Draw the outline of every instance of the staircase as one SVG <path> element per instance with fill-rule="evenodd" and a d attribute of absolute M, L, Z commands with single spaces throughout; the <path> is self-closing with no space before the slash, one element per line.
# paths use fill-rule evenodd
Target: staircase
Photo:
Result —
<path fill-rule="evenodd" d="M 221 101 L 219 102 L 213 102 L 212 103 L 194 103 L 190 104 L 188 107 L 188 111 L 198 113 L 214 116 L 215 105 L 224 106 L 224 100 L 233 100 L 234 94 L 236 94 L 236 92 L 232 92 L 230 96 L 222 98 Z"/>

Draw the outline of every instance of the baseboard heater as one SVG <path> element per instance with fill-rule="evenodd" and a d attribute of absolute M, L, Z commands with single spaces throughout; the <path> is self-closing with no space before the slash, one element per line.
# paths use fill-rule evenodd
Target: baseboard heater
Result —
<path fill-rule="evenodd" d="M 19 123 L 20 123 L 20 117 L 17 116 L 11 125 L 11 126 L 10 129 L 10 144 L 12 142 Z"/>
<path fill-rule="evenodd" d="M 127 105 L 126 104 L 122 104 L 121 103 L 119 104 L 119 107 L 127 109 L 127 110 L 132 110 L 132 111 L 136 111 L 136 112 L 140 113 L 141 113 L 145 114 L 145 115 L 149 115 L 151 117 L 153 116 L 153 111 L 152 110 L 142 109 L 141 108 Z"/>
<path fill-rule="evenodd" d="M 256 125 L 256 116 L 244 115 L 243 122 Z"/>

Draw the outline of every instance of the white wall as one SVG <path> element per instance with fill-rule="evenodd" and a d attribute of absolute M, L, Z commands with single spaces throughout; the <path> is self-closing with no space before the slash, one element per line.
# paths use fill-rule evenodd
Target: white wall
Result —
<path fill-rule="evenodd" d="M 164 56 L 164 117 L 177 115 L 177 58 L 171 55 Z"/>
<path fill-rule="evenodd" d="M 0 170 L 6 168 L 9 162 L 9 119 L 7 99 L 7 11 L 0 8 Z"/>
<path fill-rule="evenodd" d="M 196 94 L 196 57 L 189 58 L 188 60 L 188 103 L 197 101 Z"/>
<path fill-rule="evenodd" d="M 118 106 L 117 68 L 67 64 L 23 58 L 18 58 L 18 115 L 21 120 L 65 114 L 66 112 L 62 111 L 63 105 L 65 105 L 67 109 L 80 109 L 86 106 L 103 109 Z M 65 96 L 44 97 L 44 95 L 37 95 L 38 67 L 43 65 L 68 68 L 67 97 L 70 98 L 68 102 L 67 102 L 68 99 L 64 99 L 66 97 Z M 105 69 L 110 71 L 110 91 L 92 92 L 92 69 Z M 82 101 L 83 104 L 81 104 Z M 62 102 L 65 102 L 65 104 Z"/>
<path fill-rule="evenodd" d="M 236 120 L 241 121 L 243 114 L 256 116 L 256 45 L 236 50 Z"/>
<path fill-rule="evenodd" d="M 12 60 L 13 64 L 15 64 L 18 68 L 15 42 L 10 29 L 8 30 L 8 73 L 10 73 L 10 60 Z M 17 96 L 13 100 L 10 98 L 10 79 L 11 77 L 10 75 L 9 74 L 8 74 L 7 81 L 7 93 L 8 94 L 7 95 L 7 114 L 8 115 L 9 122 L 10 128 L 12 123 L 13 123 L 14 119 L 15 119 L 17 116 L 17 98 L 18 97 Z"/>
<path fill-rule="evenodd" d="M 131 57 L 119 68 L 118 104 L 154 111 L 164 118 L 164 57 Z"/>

TASK DESCRIPTION: Rewrite the entries above, beginning at the line that has "Draw the outline of every instance of the white" and continuing through the last entry, with every line, requests included, given again. Scale each path coordinate in the answers by multiplying it by 1.45 and rounding to the nearest whole number, with halves rounded up.

RESPONSE TO THIS TASK:
Draw the outline of every instance of the white wall as one SVG <path> element per instance with fill-rule="evenodd" and a d attribute of absolute M, L, Z commands with single spaces throughout; the <path> is self-closing with no space before the slash, one element per line.
# paths use fill-rule evenodd
Target: white wall
Result —
<path fill-rule="evenodd" d="M 238 81 L 238 170 L 257 167 L 257 84 L 248 80 Z"/>
<path fill-rule="evenodd" d="M 0 247 L 9 244 L 13 235 L 13 173 L 10 144 L 10 16 L 0 12 Z"/>
<path fill-rule="evenodd" d="M 284 136 L 284 83 L 274 84 L 273 87 L 273 149 L 286 146 Z"/>
<path fill-rule="evenodd" d="M 171 154 L 170 99 L 97 93 L 33 84 L 26 84 L 26 167 L 30 174 L 94 165 L 96 162 L 90 161 L 91 152 L 94 152 L 97 158 L 116 158 L 125 154 L 149 158 Z M 94 139 L 64 141 L 64 138 L 54 138 L 55 97 L 62 94 L 99 99 L 97 141 L 102 142 L 99 148 L 97 148 L 99 144 L 93 144 L 96 141 Z M 152 100 L 160 103 L 160 132 L 133 133 L 133 100 Z M 119 146 L 120 151 L 117 151 Z M 90 148 L 94 148 L 94 151 Z"/>
<path fill-rule="evenodd" d="M 342 174 L 349 175 L 352 165 L 371 168 L 371 65 L 342 73 Z"/>
<path fill-rule="evenodd" d="M 17 87 L 19 93 L 22 93 L 26 99 L 22 61 L 15 42 L 12 44 L 12 106 L 15 106 L 15 87 Z M 25 139 L 19 145 L 15 142 L 15 115 L 16 112 L 15 109 L 13 107 L 12 107 L 10 117 L 10 135 L 12 136 L 10 138 L 10 165 L 12 167 L 13 177 L 15 186 L 17 178 L 19 178 L 20 173 L 22 173 L 25 168 L 25 142 L 26 141 Z"/>
<path fill-rule="evenodd" d="M 190 83 L 173 99 L 171 151 L 223 161 L 238 171 L 238 83 Z"/>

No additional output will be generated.